(Position annotation records)
■ ■ ■ ■
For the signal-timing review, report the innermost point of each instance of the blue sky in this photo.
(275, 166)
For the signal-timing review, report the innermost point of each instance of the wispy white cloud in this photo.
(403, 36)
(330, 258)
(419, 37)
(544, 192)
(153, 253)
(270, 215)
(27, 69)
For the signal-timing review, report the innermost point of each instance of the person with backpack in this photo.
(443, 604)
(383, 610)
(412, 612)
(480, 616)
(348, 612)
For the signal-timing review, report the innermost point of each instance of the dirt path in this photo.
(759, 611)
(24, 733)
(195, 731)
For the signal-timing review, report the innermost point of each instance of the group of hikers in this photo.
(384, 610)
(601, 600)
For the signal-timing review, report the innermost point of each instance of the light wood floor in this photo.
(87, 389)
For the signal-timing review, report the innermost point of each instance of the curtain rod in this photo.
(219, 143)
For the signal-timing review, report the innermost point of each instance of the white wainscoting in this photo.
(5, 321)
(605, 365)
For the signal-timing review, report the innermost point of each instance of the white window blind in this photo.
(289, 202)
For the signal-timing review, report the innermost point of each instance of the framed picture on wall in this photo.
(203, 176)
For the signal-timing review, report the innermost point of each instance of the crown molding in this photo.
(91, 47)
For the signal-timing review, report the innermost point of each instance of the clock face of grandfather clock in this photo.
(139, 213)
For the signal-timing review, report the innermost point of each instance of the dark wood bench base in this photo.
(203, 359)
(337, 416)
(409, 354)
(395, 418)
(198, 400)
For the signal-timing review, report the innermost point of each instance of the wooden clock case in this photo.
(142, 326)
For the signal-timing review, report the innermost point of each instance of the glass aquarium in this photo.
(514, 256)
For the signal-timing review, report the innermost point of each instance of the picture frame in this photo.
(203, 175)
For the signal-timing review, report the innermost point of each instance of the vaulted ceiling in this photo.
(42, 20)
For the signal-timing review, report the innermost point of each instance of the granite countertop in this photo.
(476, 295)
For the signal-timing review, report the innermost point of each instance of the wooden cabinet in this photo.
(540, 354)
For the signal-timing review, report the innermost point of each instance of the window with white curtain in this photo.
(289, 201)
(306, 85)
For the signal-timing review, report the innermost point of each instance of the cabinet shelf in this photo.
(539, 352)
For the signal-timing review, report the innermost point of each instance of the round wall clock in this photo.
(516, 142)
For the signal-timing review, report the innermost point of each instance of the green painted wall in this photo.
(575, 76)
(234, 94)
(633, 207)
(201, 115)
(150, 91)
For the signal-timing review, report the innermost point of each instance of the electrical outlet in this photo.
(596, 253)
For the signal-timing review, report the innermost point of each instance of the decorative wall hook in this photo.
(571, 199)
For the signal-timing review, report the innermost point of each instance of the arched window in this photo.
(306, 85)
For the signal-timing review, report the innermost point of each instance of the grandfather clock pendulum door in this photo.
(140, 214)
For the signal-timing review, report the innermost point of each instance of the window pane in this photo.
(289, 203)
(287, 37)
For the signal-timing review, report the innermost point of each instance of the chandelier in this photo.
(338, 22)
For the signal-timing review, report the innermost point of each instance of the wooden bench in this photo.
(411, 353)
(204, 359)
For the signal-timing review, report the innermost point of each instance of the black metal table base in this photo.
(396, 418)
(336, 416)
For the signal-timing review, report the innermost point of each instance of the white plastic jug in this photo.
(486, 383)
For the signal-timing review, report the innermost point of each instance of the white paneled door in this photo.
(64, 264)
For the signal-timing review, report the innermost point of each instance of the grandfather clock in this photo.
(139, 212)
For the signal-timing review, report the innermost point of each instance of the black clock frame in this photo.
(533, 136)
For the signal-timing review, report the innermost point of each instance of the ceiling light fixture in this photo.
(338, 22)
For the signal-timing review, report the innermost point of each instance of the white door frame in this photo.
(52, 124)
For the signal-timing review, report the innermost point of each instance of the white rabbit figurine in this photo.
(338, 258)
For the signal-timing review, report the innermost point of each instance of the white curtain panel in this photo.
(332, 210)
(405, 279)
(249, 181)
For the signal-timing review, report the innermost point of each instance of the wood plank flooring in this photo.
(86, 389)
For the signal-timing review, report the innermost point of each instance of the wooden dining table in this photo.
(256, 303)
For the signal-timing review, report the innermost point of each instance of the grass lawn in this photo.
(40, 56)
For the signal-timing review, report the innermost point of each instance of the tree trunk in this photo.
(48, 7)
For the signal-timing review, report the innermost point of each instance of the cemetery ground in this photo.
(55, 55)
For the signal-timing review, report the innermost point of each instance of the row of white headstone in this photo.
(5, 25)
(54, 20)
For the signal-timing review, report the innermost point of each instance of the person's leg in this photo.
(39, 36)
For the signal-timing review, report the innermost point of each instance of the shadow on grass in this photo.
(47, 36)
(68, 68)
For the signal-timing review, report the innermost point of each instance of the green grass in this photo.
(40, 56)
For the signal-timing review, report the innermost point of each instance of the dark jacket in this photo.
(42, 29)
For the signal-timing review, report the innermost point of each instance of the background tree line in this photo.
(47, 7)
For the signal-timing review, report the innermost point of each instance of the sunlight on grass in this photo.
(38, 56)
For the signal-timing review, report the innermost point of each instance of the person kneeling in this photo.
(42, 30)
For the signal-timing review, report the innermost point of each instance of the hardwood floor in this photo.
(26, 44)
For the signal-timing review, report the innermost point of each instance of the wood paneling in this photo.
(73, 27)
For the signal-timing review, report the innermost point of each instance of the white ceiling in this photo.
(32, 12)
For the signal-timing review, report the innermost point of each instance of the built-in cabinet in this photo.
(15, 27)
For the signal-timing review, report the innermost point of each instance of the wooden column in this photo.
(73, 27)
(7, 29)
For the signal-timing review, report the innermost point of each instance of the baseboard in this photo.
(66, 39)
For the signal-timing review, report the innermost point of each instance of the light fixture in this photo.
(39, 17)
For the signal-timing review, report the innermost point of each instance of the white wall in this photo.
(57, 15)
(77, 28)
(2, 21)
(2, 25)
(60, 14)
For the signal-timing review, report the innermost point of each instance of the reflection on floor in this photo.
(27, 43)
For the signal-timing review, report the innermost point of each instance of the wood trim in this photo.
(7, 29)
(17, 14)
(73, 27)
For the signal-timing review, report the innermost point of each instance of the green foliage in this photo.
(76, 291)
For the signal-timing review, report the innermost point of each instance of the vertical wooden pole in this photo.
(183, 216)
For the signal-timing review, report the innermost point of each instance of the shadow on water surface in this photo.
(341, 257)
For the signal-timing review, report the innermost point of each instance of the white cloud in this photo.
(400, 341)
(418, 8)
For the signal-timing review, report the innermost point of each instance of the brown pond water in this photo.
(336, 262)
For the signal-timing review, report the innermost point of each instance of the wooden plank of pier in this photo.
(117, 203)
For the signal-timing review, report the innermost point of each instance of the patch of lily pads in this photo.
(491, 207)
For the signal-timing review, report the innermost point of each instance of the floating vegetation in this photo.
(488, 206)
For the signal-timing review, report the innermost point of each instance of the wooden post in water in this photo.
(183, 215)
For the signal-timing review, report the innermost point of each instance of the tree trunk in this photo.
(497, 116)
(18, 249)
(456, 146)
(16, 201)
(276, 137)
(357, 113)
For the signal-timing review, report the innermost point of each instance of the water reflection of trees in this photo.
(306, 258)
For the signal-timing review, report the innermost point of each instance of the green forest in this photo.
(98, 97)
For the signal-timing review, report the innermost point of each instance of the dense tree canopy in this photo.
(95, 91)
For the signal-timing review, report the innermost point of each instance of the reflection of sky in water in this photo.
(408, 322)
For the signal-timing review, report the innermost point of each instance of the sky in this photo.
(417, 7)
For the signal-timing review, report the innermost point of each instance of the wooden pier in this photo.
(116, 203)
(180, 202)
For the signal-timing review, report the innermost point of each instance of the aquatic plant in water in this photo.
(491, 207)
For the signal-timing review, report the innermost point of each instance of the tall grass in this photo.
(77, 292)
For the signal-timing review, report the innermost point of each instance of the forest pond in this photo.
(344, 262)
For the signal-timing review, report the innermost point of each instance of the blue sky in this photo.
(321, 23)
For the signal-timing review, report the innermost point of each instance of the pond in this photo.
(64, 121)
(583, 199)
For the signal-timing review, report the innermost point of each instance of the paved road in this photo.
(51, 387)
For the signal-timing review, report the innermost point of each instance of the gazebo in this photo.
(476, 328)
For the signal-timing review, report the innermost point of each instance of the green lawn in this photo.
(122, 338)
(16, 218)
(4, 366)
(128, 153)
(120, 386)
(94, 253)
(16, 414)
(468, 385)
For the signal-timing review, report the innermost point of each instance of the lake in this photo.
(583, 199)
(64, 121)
■ ■ ■ ■
Repeat the records from the line with "green lawn in this photo." through the end of the records, swapping "lake" for "reservoir" and leaving everything else unchanged.

◆ Completed exercise
For the signal-timing review, report the innermost point of each instance of the green lawn in this photo.
(122, 338)
(16, 218)
(4, 366)
(128, 153)
(120, 386)
(94, 253)
(16, 414)
(468, 385)
For the signal-timing review, report the innermost point of each instance of the reservoir in this photo.
(583, 199)
(64, 121)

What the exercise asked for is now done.